--- Exercise material ---

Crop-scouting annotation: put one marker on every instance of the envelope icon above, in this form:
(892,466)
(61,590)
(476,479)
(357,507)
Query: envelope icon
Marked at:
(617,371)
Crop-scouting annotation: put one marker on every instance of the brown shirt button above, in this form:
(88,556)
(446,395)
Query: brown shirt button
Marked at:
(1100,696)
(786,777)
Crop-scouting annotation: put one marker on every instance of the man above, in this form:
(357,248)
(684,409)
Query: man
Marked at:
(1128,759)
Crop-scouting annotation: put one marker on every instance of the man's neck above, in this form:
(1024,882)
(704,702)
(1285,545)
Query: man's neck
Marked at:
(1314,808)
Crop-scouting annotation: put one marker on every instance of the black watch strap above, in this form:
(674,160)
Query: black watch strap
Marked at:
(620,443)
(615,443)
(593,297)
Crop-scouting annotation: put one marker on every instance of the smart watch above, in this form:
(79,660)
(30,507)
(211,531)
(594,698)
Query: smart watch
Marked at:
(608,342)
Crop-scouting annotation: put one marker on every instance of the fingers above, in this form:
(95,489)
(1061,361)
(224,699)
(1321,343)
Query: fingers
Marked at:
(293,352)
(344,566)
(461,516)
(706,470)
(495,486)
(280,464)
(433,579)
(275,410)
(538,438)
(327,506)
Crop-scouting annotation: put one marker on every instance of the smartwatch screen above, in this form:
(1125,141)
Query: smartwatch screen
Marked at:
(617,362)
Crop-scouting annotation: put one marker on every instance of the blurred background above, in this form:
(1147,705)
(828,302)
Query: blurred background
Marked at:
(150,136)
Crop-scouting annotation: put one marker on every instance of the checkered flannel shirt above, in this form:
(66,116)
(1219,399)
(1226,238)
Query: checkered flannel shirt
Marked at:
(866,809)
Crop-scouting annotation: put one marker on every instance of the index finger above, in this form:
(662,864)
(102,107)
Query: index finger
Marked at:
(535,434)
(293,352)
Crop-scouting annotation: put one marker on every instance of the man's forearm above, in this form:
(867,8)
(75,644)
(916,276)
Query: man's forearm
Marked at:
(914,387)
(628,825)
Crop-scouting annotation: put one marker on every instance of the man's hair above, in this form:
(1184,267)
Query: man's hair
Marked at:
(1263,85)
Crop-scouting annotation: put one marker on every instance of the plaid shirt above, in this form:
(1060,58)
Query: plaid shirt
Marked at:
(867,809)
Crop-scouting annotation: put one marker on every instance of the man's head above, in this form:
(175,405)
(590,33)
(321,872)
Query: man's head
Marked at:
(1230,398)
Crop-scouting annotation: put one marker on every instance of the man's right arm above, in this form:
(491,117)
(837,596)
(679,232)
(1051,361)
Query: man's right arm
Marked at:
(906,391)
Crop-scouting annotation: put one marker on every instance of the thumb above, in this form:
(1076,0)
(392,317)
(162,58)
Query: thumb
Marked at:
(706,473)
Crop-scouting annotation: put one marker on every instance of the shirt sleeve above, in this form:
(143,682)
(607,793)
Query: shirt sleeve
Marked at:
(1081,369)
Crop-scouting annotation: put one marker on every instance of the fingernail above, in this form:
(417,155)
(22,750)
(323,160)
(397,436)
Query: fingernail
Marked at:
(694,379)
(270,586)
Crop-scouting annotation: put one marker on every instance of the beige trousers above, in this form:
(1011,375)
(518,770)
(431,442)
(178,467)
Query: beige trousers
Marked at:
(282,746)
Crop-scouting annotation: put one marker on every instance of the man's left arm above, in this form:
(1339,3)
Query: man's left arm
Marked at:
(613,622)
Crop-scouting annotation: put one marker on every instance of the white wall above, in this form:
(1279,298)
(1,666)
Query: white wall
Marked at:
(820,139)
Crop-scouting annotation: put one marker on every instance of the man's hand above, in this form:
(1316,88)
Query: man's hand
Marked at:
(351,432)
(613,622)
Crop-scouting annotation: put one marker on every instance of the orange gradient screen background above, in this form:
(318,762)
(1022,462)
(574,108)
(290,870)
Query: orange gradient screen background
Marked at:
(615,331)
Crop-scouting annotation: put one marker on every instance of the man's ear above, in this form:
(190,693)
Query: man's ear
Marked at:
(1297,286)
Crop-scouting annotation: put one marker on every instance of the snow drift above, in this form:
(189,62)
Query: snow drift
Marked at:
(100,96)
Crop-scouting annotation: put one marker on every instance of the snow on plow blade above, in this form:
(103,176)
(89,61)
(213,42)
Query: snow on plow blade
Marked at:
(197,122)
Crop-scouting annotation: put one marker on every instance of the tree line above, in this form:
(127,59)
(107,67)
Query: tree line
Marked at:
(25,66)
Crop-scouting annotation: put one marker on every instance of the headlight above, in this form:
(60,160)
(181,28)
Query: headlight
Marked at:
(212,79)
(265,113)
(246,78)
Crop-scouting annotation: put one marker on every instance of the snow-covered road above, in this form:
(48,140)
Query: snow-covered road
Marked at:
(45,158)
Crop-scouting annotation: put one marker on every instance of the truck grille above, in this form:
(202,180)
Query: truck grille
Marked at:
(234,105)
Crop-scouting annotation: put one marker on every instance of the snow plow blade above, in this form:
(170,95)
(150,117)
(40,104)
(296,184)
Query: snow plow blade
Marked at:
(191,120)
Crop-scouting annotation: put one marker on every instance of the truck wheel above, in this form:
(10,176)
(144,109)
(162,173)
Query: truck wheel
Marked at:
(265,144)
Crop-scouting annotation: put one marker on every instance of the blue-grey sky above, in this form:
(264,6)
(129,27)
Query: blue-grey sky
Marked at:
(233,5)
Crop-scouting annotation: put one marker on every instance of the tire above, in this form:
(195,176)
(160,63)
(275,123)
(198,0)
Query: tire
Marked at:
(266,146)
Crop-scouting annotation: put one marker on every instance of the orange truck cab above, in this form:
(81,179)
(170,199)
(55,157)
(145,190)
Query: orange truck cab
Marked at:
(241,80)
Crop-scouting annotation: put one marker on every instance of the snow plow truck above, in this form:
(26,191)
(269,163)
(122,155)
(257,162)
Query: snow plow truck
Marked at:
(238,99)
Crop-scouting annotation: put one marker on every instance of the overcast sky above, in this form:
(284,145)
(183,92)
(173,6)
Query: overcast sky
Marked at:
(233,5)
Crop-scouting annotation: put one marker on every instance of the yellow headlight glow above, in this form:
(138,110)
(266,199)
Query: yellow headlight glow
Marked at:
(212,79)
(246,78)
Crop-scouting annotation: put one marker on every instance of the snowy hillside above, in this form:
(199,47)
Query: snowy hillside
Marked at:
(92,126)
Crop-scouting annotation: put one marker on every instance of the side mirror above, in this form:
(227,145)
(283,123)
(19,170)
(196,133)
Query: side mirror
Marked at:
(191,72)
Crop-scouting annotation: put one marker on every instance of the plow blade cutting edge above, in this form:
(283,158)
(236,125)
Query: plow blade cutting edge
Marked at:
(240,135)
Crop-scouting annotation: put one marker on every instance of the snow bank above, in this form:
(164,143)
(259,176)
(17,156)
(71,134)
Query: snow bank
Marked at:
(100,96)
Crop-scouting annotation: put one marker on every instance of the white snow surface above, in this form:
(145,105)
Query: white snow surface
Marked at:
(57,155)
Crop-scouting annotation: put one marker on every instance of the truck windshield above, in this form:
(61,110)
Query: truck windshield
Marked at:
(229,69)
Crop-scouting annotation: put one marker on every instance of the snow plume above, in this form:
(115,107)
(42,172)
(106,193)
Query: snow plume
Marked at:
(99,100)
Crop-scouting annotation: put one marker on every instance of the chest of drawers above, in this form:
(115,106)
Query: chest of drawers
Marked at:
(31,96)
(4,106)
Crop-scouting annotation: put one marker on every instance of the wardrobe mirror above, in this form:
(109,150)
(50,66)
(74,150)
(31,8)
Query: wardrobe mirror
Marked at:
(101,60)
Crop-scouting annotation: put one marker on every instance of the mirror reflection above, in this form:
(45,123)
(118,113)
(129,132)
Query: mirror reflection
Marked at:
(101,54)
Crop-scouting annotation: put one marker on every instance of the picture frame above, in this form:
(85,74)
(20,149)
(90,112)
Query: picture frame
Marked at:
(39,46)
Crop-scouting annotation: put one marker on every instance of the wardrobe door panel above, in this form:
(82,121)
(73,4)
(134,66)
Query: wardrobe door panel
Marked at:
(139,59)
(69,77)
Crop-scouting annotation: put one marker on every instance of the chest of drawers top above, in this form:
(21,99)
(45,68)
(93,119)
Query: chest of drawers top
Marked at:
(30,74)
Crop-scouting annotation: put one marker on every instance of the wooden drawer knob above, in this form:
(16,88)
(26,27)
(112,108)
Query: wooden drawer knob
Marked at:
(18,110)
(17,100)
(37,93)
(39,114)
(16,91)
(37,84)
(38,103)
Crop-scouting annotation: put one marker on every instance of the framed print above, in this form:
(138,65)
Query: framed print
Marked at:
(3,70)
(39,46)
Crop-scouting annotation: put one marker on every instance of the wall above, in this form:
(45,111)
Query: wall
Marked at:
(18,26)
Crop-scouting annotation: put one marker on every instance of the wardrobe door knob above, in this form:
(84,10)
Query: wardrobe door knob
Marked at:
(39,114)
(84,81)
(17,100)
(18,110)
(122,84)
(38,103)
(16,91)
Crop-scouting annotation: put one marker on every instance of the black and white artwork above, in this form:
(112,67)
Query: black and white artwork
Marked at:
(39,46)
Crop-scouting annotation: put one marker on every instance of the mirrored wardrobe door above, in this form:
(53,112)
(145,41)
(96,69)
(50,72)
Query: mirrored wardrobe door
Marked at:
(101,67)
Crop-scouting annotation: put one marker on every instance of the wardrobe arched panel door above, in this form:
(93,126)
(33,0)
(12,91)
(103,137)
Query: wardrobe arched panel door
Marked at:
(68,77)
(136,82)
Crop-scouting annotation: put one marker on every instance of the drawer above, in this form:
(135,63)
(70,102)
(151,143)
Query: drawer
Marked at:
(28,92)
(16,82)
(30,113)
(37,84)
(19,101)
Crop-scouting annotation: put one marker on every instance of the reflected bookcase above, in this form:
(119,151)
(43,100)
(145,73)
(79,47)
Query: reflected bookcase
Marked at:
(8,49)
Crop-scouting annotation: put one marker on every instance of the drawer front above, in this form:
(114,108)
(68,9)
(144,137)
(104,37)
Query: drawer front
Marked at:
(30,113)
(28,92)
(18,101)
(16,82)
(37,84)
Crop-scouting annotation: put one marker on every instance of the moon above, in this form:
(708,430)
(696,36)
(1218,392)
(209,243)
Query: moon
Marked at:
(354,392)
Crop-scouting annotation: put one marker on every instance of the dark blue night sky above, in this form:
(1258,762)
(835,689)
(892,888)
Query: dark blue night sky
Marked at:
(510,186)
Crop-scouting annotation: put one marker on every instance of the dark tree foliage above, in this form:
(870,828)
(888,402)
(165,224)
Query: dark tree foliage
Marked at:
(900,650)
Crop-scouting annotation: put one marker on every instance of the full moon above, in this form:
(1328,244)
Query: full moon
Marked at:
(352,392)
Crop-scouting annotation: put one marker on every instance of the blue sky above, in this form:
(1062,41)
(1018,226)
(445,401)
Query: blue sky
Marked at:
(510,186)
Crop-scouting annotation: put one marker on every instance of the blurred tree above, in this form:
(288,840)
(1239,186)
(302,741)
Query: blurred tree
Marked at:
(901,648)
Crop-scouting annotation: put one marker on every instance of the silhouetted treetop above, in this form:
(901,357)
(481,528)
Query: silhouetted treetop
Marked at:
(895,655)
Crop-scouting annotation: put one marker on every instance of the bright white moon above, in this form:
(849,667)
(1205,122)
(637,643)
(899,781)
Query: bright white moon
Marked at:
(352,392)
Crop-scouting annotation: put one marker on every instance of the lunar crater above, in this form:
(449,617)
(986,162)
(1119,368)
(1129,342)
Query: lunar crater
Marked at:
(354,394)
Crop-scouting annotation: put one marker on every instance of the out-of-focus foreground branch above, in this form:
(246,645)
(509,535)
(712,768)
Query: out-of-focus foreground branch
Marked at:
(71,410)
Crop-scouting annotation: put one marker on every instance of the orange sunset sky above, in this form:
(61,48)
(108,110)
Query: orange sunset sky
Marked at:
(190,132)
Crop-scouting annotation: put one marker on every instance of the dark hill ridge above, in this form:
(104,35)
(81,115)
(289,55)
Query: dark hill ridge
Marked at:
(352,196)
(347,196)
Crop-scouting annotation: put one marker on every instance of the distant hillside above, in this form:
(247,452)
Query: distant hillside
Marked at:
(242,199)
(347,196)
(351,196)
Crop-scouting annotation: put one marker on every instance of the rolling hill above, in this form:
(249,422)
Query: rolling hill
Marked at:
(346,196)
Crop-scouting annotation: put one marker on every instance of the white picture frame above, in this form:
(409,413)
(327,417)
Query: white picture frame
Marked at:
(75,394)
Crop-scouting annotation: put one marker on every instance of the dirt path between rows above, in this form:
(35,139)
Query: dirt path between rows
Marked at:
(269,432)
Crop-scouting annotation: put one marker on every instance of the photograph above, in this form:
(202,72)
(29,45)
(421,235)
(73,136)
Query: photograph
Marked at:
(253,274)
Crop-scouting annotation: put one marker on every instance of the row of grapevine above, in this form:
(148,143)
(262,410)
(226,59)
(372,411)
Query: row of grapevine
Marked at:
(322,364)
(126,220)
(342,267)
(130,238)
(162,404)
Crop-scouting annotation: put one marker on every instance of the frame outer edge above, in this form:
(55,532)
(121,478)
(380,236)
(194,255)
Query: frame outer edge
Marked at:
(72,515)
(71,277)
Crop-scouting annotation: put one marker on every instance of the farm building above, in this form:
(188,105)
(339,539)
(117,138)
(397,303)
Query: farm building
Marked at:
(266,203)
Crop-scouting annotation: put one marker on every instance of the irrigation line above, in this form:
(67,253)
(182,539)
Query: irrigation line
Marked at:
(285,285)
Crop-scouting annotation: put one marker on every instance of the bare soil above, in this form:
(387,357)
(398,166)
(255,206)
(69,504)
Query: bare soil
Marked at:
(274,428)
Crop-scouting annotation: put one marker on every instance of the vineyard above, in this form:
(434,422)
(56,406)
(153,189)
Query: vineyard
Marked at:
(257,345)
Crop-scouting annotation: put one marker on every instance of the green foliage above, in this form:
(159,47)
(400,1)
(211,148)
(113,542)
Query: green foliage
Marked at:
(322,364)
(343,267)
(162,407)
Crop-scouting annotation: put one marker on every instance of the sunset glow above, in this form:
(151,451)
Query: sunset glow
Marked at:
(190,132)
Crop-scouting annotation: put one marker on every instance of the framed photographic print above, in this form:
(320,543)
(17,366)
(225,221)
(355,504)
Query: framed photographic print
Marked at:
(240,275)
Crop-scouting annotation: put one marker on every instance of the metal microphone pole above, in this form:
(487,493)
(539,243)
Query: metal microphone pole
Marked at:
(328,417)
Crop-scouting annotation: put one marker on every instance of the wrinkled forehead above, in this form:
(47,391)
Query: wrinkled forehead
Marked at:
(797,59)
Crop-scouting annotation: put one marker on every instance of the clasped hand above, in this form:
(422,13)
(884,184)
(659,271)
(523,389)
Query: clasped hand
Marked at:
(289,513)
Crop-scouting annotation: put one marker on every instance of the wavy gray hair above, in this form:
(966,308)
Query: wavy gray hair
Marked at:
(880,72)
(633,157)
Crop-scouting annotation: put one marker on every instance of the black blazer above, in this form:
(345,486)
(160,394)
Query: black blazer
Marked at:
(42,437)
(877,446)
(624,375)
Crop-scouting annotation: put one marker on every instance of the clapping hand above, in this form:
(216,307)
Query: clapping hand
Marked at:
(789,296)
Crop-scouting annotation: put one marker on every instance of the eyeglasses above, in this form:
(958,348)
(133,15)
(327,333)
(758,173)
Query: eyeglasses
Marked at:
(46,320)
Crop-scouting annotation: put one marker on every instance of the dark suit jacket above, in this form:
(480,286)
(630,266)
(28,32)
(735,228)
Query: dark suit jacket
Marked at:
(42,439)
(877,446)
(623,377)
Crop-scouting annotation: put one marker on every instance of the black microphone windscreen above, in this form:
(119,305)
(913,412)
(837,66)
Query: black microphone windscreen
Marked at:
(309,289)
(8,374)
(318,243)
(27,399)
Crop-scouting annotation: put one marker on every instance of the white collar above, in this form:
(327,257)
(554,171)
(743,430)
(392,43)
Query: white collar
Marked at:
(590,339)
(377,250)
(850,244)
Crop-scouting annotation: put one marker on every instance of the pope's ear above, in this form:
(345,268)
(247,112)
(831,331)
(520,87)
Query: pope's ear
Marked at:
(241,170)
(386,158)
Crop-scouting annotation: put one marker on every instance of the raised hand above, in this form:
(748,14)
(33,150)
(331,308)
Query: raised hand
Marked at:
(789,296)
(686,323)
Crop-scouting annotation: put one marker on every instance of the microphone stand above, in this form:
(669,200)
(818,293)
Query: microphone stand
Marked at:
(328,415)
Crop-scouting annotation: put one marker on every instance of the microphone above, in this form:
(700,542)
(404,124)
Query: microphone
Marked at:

---

What you have to do:
Output, unchanged, the lines from the line with "of the pope's" through the final line of the material.

Task output:
Crop-scouting annotation: put one marker on every instance of the pope's ear above, in this form:
(345,268)
(247,112)
(831,331)
(520,87)
Query: pope's ear
Marked at:
(241,170)
(386,158)
Crop-scouting annotation: put one marker on every instance of the raised hand above, in this form:
(748,14)
(33,150)
(331,308)
Query: raised hand
Marked at:
(789,296)
(686,323)
Crop-scouting annotation: put one marker on every instance of the microphone stand above, in this form:
(669,200)
(818,293)
Query: microphone stand
Marked at:
(328,415)
Crop-scouting annotation: put one marker on every instance of the microphone above, in this form:
(700,542)
(404,124)
Query: microphone
Marked at:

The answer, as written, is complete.